▶ **PROBLEM DESCRIPTION**:
Could you copy every one of the rows below word for word, leaving the pictures out of your answer?

───── MATERIAL FOR THIS TASK

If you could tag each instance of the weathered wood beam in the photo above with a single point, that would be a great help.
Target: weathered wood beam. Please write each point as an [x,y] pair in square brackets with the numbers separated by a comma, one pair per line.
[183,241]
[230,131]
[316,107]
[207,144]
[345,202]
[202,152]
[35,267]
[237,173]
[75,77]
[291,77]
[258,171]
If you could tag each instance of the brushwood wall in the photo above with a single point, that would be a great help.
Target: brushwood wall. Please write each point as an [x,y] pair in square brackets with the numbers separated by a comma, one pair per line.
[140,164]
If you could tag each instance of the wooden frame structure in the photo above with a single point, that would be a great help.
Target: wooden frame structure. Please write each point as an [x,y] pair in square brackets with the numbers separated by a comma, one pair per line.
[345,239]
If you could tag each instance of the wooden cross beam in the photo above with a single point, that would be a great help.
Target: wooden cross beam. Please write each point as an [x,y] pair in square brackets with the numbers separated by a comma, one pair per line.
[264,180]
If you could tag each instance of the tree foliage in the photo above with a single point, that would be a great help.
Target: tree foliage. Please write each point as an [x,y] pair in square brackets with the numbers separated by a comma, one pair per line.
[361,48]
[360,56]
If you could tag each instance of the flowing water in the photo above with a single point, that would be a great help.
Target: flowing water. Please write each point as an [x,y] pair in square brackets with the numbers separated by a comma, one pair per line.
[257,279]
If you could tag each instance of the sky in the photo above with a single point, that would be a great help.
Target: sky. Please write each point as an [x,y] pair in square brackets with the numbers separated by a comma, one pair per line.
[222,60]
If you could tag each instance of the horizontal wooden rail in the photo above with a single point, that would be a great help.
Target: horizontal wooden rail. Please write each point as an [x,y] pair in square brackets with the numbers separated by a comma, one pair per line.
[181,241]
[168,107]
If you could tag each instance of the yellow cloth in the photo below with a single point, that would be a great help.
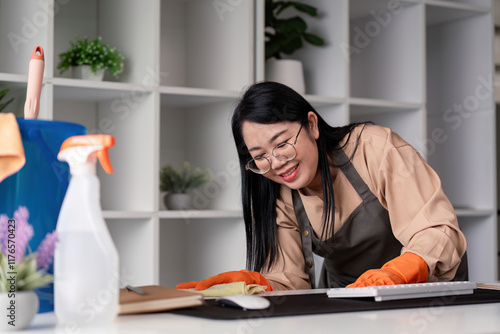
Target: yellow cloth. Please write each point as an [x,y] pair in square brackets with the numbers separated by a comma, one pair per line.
[235,288]
[11,146]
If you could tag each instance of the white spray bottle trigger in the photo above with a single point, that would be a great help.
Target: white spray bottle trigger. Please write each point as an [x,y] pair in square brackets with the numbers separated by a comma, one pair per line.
[80,153]
[81,159]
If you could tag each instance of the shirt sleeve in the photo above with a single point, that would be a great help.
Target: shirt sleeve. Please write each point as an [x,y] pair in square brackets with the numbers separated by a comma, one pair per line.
[421,215]
[288,272]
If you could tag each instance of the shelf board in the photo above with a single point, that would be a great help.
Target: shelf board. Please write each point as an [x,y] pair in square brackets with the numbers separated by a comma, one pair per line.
[86,90]
[202,214]
[114,214]
[191,97]
[364,8]
[439,12]
[362,106]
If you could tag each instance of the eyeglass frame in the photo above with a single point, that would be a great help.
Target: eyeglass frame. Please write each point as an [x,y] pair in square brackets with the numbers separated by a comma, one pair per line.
[267,157]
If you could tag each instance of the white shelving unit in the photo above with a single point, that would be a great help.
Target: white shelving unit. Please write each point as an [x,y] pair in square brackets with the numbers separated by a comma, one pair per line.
[406,65]
[187,62]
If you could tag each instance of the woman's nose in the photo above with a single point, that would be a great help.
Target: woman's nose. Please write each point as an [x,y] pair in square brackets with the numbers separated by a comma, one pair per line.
[275,162]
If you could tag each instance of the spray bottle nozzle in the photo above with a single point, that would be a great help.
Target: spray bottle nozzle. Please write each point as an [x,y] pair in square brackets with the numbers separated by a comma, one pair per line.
[83,149]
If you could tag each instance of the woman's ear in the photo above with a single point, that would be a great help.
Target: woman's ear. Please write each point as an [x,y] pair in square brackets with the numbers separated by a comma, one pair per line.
[313,124]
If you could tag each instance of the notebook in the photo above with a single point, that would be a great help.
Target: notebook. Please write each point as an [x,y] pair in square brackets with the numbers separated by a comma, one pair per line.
[156,299]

──────────

▶ **TASK OUTPUT**:
If you could tag each instance of the weathered wood beam in the photo above with a single point, that would be a great help.
Target: weathered wood beam. Please write each point as an [x,y] pair in square brackets with the numbers separated by a comma, one pair per line.
[183,241]
[230,131]
[316,107]
[207,144]
[345,202]
[202,152]
[35,267]
[237,173]
[75,77]
[291,77]
[258,171]
If you could tag each instance of the brushwood wall in the photo above with a single point, that would be a great help.
Target: brushwood wall. Please write each point as an [x,y] pair in square brackets with the numbers separated by a comma, one pair per line.
[140,164]
If you could tag each instance of the wooden frame structure in the photo above with a single point, that would be a great help.
Target: wooden frame structure. Please write each point as an [x,y] pair in square brackets with the numbers separated by a comma, one pair per line.
[345,239]
If you could tag each instance of the wooden cross beam in the photo above with a single point, that would be a great help.
Target: wooden cross beam. Please write each point as an [x,y] pair in square brackets with the numbers separated by a comma, one pair per line.
[264,180]
If you could tag each instance of the tree foliage in the photo above with a single point, that would be a great help.
Target: tree foliage. Please write each point as an [x,y] pair in square brackets with the numbers separated by a comma, one pair per line.
[361,48]
[360,56]
If you could tag each instance of the flowing water in the photo above with a single point, that would be a great help.
Target: flowing water. Please write each point as an [x,y] pair in square brackets with the numbers separated by a comma, one pair per line.
[257,279]
If you could tag each instance of the sky in the photo above with a single point, that would be a great help.
Target: sky. Please write each point as an [x,y] pair in square brackets with the numbers separated by a comma, one pair per line.
[222,60]
If you could tag each instance of the horizontal wooden rail in the photo above with a single point, that would be a great help.
Target: horizontal wooden rail. Please write each point as an [x,y] pair in square brackets with the numbers separated by a comma, one pair per line.
[181,241]
[168,107]
If you could tag each instance of the yellow cloth in the photo below with a single point, that would be a great help.
Target: yellow cloth. Please write each point as an [x,y] pair in square brackets with the numbers separated by a comma, one pair per line.
[235,288]
[11,146]
If you could tag each instance of the white spray bottle trigger in the photo above with a single point, that would be a great help.
Target: white spray bottle trigger. Please write each point as an [x,y] pair in square brackets with the numbers separated by a comma, one pair per line.
[80,153]
[81,159]
If you could tag each instance of the shirt sleeve in the photo above with a single point, that would be a great help.
Target: shirt sleeve. Please write each point as an [x,y] pair in square brackets with the numbers separated by a comma, one pair per line.
[421,215]
[288,272]
If you could tag each instance of the shelf board in the photo above with a single point, that would be a great help.
Target: shelf board. Please write each point as an [x,y] pair in square brackets with the numbers separated by a comma, one pair per line.
[86,90]
[202,214]
[114,214]
[191,97]
[364,8]
[439,12]
[362,106]
If you could tag each instance of the eyeglass frame in the photo above with a single point, that would be a great help.
Target: eyeglass frame. Please write each point as an [x,y] pair in square brackets with the numbers separated by a comma, one pair per line.
[267,157]
If you could tag each instance of the white shelving unit in the photo above with a single point, that would be a great help.
Target: white shelving unit. Please write each point as an [x,y] pair in square brackets with the numbers separated by a comma, one pair per line.
[406,65]
[187,62]
If you could tag each instance of the woman's nose in the photo above with a single point, that would be a great help.
Target: woman's nose. Please write each point as an [x,y] pair in square brackets with the numbers separated by a comma, one pair per line.
[275,162]
If you could tag each instance of the spray bottle nozzle in the photo above with a single point, that would be a great help.
Target: spray bottle nozzle. Please write each point as an [x,y] pair in square brackets with the numbers separated by a comma, one pair per line.
[83,149]
If you could tag each instance of the woman's ear in the photo above with a single point, that would be a great help.
Target: woman's ear. Please write each point as an [x,y] pair in square brackets with the numbers separated by a comma, one pair per line.
[313,124]
If you could tag each instance of the notebook in the photo above with a single point, that would be a great help.
Target: notebook. Please write each point as an [x,y] pair in square brackets with the numbers separated by a comma, one pair per line.
[156,299]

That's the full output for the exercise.